- [Brief] Please return all records verbatim, no pictures.

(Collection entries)

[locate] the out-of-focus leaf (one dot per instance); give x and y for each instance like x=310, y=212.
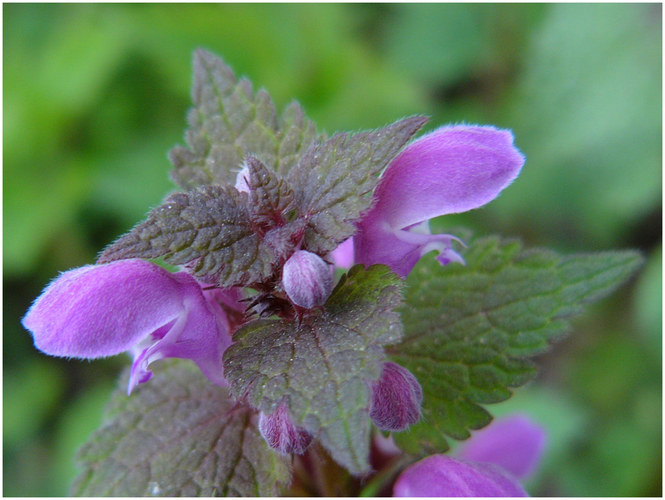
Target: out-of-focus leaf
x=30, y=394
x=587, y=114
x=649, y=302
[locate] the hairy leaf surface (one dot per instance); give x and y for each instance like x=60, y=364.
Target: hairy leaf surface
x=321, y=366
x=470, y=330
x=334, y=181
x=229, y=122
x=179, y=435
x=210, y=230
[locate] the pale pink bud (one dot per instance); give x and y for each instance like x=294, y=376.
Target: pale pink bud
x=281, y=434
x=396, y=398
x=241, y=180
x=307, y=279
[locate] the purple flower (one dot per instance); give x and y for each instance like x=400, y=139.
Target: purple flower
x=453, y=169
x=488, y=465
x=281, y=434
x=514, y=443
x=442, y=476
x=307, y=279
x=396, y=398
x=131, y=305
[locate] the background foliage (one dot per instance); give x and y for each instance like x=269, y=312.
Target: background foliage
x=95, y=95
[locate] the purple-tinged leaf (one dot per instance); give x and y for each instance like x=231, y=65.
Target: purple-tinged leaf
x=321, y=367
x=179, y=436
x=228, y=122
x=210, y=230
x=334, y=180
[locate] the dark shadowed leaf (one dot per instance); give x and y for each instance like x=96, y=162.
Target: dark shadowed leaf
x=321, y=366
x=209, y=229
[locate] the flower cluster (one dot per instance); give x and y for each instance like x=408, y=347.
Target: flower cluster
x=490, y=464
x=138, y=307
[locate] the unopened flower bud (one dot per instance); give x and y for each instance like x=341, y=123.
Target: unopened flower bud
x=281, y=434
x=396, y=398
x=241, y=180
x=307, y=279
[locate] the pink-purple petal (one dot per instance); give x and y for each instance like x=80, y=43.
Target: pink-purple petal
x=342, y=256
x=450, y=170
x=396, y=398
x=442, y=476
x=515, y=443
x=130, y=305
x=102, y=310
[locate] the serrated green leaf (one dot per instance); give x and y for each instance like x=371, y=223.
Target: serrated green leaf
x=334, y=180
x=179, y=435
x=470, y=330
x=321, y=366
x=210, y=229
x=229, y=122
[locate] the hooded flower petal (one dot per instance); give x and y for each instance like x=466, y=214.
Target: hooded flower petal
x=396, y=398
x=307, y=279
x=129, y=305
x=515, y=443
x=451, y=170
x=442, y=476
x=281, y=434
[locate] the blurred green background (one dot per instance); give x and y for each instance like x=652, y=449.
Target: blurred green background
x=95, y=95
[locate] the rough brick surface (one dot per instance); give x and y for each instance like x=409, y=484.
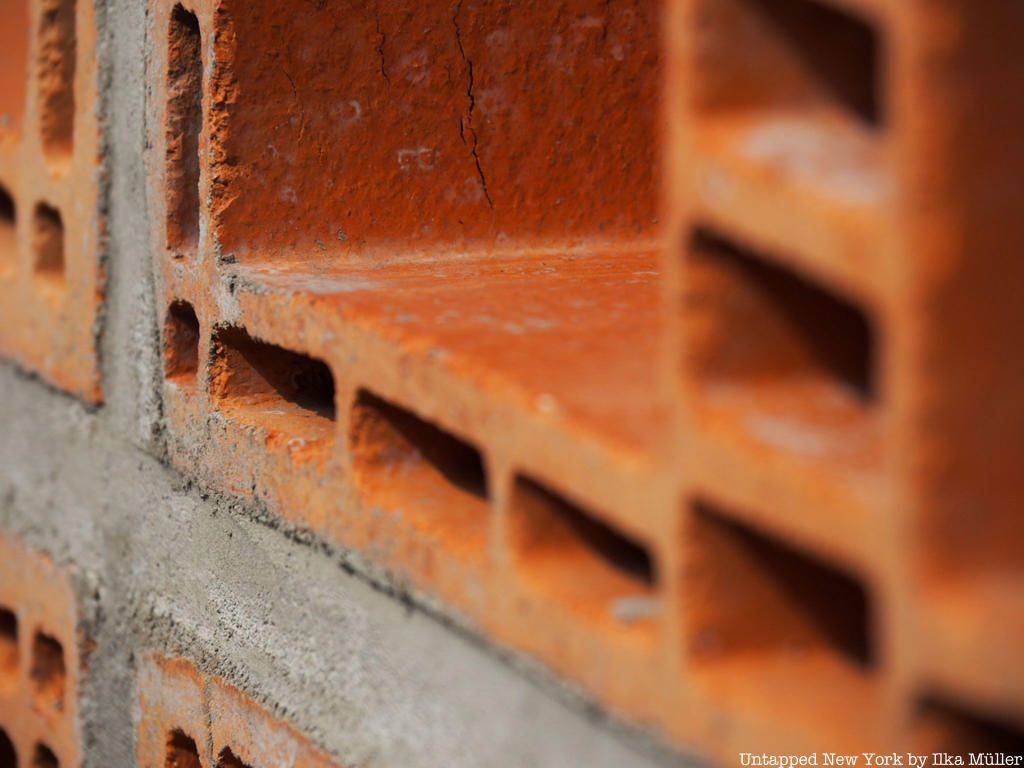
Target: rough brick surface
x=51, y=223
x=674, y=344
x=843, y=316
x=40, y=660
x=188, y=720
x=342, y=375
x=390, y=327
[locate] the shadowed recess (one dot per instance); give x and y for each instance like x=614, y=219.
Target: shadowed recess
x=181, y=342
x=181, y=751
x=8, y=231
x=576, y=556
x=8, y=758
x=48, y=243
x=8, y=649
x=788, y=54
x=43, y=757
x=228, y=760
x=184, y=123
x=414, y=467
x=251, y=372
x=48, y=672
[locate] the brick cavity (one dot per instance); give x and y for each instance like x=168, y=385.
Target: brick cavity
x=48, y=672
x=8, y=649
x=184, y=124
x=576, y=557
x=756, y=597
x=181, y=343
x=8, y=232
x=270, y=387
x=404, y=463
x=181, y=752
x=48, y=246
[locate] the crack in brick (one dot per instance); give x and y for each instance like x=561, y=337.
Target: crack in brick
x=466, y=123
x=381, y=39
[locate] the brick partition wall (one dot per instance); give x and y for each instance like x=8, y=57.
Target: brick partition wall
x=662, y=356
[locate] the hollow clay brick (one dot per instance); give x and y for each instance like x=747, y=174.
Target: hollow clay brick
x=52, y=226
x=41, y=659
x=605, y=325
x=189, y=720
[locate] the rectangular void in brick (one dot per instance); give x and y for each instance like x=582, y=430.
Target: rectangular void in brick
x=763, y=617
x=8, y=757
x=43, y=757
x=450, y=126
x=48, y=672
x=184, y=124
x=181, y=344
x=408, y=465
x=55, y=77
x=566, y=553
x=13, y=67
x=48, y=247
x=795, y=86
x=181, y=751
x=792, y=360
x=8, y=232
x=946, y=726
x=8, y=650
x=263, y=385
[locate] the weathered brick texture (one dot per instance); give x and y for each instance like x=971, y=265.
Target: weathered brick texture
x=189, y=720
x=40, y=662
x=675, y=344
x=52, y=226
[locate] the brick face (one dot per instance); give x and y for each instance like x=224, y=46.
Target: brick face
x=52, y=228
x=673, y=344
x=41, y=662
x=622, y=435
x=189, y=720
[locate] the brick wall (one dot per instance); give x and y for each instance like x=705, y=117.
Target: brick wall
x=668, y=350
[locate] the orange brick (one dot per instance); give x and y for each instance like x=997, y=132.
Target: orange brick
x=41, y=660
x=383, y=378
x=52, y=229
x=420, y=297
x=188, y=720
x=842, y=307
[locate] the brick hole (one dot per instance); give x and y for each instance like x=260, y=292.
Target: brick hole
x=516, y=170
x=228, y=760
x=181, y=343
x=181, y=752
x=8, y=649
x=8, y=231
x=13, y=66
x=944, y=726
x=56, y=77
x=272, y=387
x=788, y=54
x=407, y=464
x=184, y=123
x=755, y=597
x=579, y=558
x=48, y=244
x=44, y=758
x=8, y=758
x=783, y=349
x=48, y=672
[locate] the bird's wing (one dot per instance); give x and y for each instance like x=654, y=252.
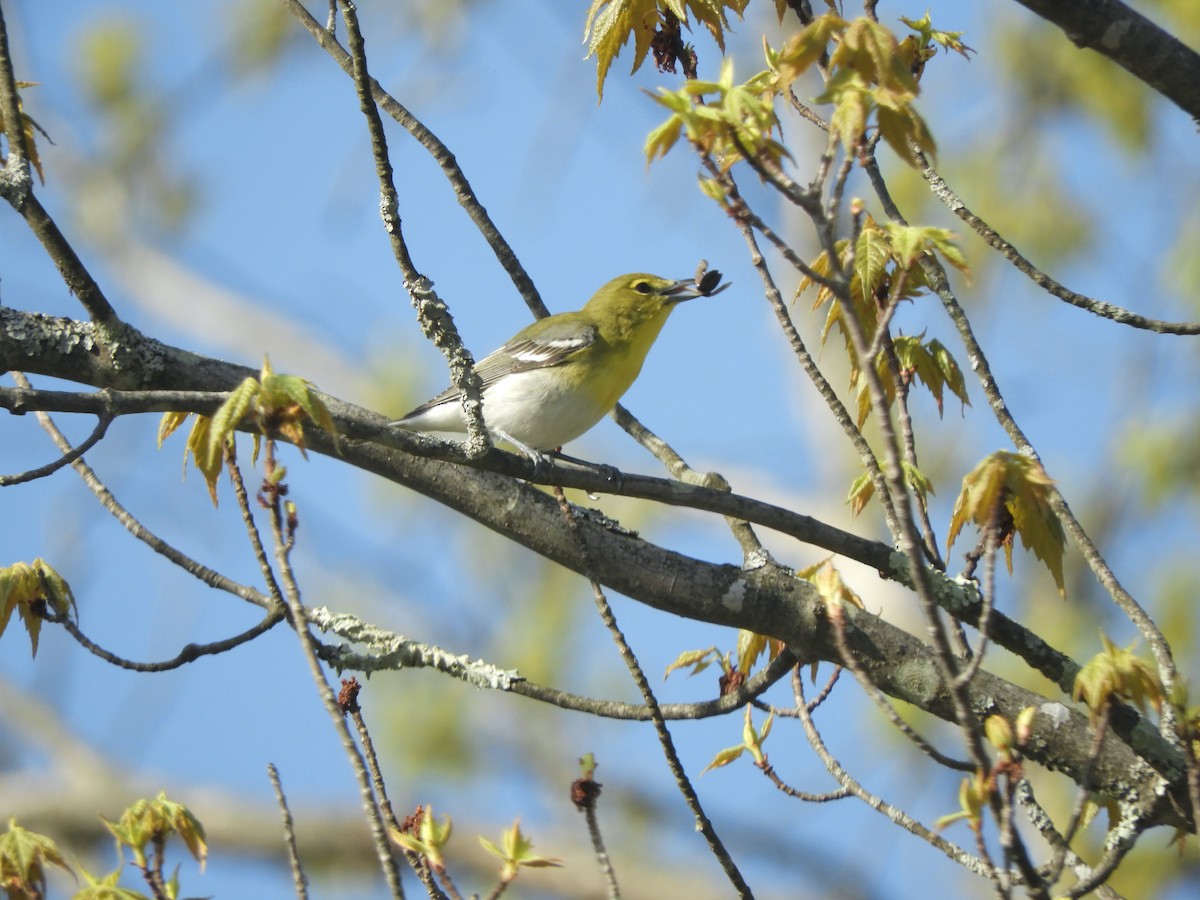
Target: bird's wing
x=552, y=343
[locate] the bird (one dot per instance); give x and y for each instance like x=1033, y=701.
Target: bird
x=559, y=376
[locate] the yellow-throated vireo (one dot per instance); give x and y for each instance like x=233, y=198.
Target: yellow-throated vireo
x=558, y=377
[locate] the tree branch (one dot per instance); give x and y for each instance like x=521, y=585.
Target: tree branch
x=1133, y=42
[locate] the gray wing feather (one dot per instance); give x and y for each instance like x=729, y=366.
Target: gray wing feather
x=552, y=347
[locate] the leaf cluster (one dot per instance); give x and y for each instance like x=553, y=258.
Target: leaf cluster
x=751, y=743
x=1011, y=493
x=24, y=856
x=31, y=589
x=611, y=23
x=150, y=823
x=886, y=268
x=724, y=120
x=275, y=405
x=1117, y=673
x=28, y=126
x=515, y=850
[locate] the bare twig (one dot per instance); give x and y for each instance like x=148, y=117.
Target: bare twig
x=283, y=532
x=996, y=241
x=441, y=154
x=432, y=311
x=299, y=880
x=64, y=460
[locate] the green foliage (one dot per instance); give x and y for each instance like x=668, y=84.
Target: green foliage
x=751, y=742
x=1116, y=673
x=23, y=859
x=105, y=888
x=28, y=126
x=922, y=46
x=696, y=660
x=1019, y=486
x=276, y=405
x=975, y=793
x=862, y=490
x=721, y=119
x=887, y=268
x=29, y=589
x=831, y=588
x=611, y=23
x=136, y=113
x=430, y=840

- [Answer box]
[locate] the out-of-focus leaf (one dot per instance); give x and y for each instance like x=310, y=212.
Target: out-of-focus leaf
x=30, y=394
x=587, y=114
x=649, y=302
[locate] the hairy leaf surface (one dot per instance); give x and y for each instance like x=60, y=364.
Target: hairy leaf surface
x=321, y=366
x=470, y=330
x=334, y=181
x=229, y=122
x=179, y=435
x=210, y=230
[locate] the pale pink bud (one dot per instance); give x and y for each instance like x=294, y=376.
Target: pale pink bud
x=281, y=434
x=396, y=398
x=241, y=180
x=307, y=279
[locate] the purple flower (one dot per instance); give x and y for each instance like x=400, y=139.
Target: purple flower
x=453, y=169
x=488, y=465
x=281, y=434
x=514, y=443
x=442, y=476
x=307, y=279
x=396, y=398
x=131, y=305
[locate] the background foliage (one dot per instance); give x and y for each instance like x=269, y=312.
Target: background foliage
x=95, y=95
[locate] the purple-tinged leaf (one dot per instance); give x and y for each instance like x=231, y=65.
Target: purple-tinged leaf
x=321, y=367
x=179, y=436
x=228, y=122
x=210, y=230
x=334, y=180
[locate] the dark shadowed leaf (one dot per instance); give x and y for each instance like x=96, y=162.
Target: dark shadowed leaf
x=321, y=366
x=209, y=229
[locate] the flower cluster (one dot per instance); give x and y for each instance like x=408, y=347.
Target: flower cluster
x=490, y=464
x=138, y=307
[locate] the unopened flower bud (one dot per instance); give x and y for each instance like x=341, y=123.
Target: unopened flower bud
x=281, y=434
x=396, y=398
x=241, y=180
x=307, y=279
[locate] the pink-purple petal (one dot per instance); give x and y for each instance like x=80, y=43.
Target: pink-purple petal
x=342, y=256
x=450, y=170
x=396, y=398
x=442, y=476
x=515, y=443
x=130, y=305
x=102, y=310
[locate] the serrated green leaf (one dot per instance); give x and y for each instance like x=371, y=223.
Target: serrated green leaf
x=334, y=180
x=179, y=435
x=470, y=330
x=321, y=366
x=210, y=229
x=229, y=122
[locate] the hooded flower petal (one dot per instance); give x and y for each instance like x=466, y=214.
Target: hooded flower petal
x=396, y=398
x=307, y=279
x=129, y=305
x=515, y=443
x=451, y=170
x=442, y=476
x=281, y=434
[locate] the blurred green background (one dot per instance); give x and y for each instance like x=652, y=449.
Target: blurred green background
x=95, y=95
[locate] the rough brick surface (one dot per instance); give x and y for each instance like x=409, y=484.
Target: rough brick surface
x=51, y=223
x=674, y=344
x=843, y=316
x=40, y=660
x=188, y=720
x=342, y=375
x=390, y=327
[locate] the shadowed recess (one dot per instance); give x and y for each instance like x=614, y=219.
Target: shadowed recess
x=181, y=342
x=181, y=751
x=8, y=231
x=576, y=556
x=8, y=758
x=48, y=243
x=8, y=649
x=788, y=54
x=43, y=757
x=228, y=760
x=184, y=123
x=414, y=467
x=251, y=372
x=48, y=672
[locate] the brick cavity (one dot per instance); give x and y for each instance like x=168, y=385.
Target: brick cavity
x=48, y=672
x=8, y=649
x=184, y=124
x=576, y=557
x=756, y=597
x=181, y=343
x=8, y=232
x=270, y=387
x=404, y=463
x=181, y=752
x=48, y=246
[locate] the crack in brick (one dot per instance); give x and y for each instance like x=561, y=337.
Target: crack in brick
x=466, y=123
x=381, y=39
[locate] the brick partition wall (one dot per instance); give x and y for each instance like x=8, y=57.
Target: brick partition wall
x=662, y=356
[locate] the hollow clay brick (one dot per instance); give x and y for each instance like x=747, y=174.
Target: hollow clay brick
x=52, y=226
x=41, y=659
x=605, y=325
x=189, y=720
[locate] the rectangular void in brick (one dot per instance); give x and y for each instance like x=582, y=430.
Target: rectangular void in brick
x=763, y=617
x=8, y=757
x=43, y=757
x=450, y=126
x=48, y=672
x=184, y=124
x=181, y=344
x=408, y=465
x=55, y=77
x=566, y=553
x=13, y=67
x=48, y=247
x=795, y=86
x=181, y=751
x=792, y=360
x=8, y=232
x=946, y=726
x=8, y=650
x=263, y=385
[locate] the weathered brick texture (one dot per instance); give x and y for each instance like x=971, y=265.
Target: weathered brick texture
x=189, y=720
x=40, y=662
x=675, y=344
x=52, y=226
[locate] the brick face (one dot per instance); give x and y for each instance like x=224, y=46.
Target: brick face
x=52, y=228
x=673, y=344
x=41, y=662
x=622, y=435
x=189, y=720
[locate] the brick wall (one dot per instance); give x and y for each instance like x=705, y=117.
Target: brick wall
x=668, y=350
[locate] the orange brick (one dot per instance); give x and y for each instance like x=997, y=132.
Target: orange brick
x=41, y=660
x=383, y=378
x=52, y=229
x=420, y=297
x=188, y=720
x=842, y=307
[locate] the brick hole (one dot per instance); give x and y for each instance like x=260, y=292.
Target: brick hole
x=516, y=170
x=228, y=760
x=181, y=343
x=181, y=752
x=8, y=649
x=8, y=231
x=13, y=66
x=944, y=726
x=56, y=77
x=272, y=387
x=788, y=54
x=407, y=464
x=184, y=123
x=755, y=597
x=579, y=558
x=48, y=244
x=44, y=758
x=8, y=758
x=783, y=349
x=48, y=672
[locate] the bird's wing (one dot per instance); give x and y for each instance like x=654, y=252.
Target: bird's wing
x=552, y=343
[locate] the bird (one dot per instance); give x and y for each instance like x=1033, y=701.
Target: bird
x=559, y=376
[locate] the yellow-throated vireo (one dot per instance); give x and y for each instance like x=233, y=198.
Target: yellow-throated vireo
x=558, y=377
[locate] the tree branch (one dot per instance); give x and y for each instance like x=521, y=585.
Target: tree branch
x=1133, y=42
[locate] the gray wing feather (one dot per instance); give x and y for each instance like x=729, y=366.
Target: gray wing feather
x=552, y=347
[locate] the leaf cluster (one dot per instance); give x and y for each instance like x=553, y=258.
Target: leaf cluster
x=751, y=743
x=1011, y=493
x=24, y=856
x=31, y=589
x=611, y=23
x=150, y=823
x=886, y=268
x=724, y=120
x=275, y=405
x=1117, y=673
x=28, y=126
x=515, y=850
[locate] the bare twig (one dot per instance); give x and y for each instance like x=148, y=117.
Target: bare twig
x=283, y=532
x=996, y=241
x=441, y=154
x=432, y=311
x=299, y=880
x=64, y=460
[locate] the green foliage (one dot per instance); give x and y for each instance like x=668, y=84.
Target: green foliage
x=751, y=742
x=1116, y=673
x=23, y=859
x=105, y=888
x=28, y=126
x=922, y=46
x=696, y=660
x=1019, y=486
x=276, y=405
x=975, y=793
x=862, y=490
x=721, y=119
x=887, y=268
x=29, y=589
x=831, y=588
x=611, y=23
x=136, y=113
x=430, y=840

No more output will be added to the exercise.